*PROVIDED TEXT*
- - -

Carleth Revete, known professionally as Carleth Keys (pronounced car-LET), is a Venezuelan news anchor and reporter and former print journalist and television program host.

Early life 
Keys was born and raised in Puerto Ordaz, Venezuela. She attended the Universidad Católica Andrés Bello, where she studied mass communications. In 2000, she immigrated to the United States, residing in Tampa, Florida. In 2007, she moved to New York City.

Professional background

Print journalism 
Keys started her journalism career reporting for El Nacional newspaper in Caracas, Venezuela. In 2000, after immigrating to the US, she wrote for a trilingual newspaper in Ybor City, Florida, called La Gaceta.

Television journalism 
Keys has served as the news anchor and managing editor for Bay News 9 En Español, which broadcasts in the Tampa Bay area.

- - -

*EXERCISE SET*
1. Using the text about Carleth Keys, decide whether each statement agrees with it: (a) Keys studied mass communications at the Universidad Católica Andrés Bello. (b) Keys moved to New York City in 2000. (c) La Gaceta is described as a bilingual newspaper. For each, answer yes or no and quote the words from the text that settle it.
2. Extend the text about Carleth Keys, picking up right after its final sentence.

[Pointing dataset excerpts]
- - -

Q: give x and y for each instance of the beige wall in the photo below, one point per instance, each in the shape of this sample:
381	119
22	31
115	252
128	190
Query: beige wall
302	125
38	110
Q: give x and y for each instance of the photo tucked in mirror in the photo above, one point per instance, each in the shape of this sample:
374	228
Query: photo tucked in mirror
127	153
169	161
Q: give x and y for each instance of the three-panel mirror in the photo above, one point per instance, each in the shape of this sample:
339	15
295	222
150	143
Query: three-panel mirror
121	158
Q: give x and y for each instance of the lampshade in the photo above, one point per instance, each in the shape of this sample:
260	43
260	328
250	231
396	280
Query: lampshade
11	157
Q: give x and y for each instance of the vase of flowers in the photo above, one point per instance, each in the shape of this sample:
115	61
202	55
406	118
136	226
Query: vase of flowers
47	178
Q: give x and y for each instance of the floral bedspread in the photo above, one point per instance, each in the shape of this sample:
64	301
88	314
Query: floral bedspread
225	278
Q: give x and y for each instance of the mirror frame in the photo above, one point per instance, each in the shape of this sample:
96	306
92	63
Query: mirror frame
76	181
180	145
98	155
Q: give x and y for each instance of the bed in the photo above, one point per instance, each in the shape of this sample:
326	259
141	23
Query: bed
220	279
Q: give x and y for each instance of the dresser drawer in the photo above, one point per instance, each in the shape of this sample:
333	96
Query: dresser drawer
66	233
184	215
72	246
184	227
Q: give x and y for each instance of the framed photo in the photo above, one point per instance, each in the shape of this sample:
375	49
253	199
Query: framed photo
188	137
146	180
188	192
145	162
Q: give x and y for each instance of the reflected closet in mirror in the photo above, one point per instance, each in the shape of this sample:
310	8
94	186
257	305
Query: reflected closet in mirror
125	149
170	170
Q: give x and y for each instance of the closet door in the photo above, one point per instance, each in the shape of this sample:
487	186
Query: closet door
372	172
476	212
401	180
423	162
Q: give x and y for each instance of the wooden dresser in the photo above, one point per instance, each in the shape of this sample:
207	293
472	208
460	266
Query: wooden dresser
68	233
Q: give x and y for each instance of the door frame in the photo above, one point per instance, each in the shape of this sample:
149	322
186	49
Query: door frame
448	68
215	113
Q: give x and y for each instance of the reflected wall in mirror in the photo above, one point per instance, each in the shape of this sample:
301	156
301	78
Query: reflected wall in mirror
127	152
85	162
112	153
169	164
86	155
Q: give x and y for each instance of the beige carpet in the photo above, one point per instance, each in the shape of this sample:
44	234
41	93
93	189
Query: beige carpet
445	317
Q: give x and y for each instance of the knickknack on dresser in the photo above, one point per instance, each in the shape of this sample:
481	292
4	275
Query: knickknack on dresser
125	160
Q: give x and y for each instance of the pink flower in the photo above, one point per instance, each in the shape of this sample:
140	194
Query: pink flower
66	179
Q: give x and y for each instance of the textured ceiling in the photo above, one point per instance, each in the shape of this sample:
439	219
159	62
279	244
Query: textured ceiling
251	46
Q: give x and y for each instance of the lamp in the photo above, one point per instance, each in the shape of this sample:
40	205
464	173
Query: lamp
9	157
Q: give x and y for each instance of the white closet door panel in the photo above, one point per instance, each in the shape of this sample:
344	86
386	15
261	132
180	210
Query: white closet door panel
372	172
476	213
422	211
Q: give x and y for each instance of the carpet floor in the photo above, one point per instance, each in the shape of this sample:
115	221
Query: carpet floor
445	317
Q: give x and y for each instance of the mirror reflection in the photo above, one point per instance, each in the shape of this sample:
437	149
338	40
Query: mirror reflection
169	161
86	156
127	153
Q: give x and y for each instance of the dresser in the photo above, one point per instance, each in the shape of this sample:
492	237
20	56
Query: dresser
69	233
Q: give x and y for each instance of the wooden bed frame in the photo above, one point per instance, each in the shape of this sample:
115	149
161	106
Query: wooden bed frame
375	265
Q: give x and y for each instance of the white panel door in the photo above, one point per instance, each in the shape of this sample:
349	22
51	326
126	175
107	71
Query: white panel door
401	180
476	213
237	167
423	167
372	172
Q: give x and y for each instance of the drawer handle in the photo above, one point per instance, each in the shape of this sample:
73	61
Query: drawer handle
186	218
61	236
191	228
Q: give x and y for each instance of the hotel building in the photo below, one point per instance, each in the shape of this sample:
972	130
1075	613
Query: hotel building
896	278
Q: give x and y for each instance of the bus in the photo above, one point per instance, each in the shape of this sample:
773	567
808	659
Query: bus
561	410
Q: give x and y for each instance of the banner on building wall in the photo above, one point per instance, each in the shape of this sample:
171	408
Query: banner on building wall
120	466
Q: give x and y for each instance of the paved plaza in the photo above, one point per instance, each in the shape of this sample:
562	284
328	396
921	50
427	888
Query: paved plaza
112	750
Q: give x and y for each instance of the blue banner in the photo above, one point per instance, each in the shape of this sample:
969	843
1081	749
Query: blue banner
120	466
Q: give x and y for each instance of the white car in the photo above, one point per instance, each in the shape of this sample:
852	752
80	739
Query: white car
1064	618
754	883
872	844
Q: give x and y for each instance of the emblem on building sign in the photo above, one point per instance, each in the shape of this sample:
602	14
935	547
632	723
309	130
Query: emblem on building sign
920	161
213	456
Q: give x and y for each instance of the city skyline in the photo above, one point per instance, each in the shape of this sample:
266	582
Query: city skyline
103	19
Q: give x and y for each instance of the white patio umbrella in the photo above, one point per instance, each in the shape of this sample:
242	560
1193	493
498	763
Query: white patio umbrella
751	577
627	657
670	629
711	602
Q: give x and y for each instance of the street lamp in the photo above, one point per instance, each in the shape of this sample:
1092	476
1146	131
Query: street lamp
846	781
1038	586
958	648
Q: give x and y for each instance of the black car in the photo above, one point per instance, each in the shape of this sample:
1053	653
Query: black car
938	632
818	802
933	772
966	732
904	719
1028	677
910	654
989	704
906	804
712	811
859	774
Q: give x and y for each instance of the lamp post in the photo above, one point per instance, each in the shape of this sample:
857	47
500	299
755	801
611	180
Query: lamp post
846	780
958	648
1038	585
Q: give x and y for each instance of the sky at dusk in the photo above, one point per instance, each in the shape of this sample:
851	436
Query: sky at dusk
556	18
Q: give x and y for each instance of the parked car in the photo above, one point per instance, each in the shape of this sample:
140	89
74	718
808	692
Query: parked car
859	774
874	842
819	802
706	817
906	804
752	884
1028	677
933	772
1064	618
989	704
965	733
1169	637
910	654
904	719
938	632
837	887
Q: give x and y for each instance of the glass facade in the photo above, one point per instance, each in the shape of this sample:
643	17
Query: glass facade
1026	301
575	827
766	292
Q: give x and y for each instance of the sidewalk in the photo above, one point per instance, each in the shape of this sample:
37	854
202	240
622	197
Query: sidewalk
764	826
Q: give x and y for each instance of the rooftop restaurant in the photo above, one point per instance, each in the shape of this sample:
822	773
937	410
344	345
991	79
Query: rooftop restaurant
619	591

- - -

*TASK RESULTS*
1.
(a) Yes: "She attended the Universidad Católica Andrés Bello, where she studied mass communications."
(b) No: "In 2007, she moved to New York City."
(c) No: "she wrote for a trilingual newspaper in Ybor City, Florida, called La Gaceta."

2.
She moved to New York in 2007, where she was a prime time news anchor for NY1 Noticias, a 24-hour local cable news channel that broadcasts in New York City. She was also the host for the fashion and celebrity show De Moda, a Spanish language Webcast that is broadcast in Yahoo! en Español.

Filmography 
In 2004, Keys appeared as a Spanish news anchor in The Punisher.

Honors and awards 
 2003: Hispanic Media Woman of the Year as named by the Tampa Hispanic Heritage Committee
 2004: Suncoast Chapter Emmy nomination for best series
 2004: Finalist for the Tampa Bay Business Journal's Business Woman of the Year Award in Media
 2006: AP Florida Awards winner of the best short hard feature
 2008: One of the most outstanding Venezuelans abroad by El Universal newspaper, in its 99th anniversary edition

References

External links 
 

Venezuelan emigrants to the United States
Spanish reporters and correspondents
Television anchors from Tampa, Florida
People from Ciudad Guayana
Living people
Year of birth missing (living people)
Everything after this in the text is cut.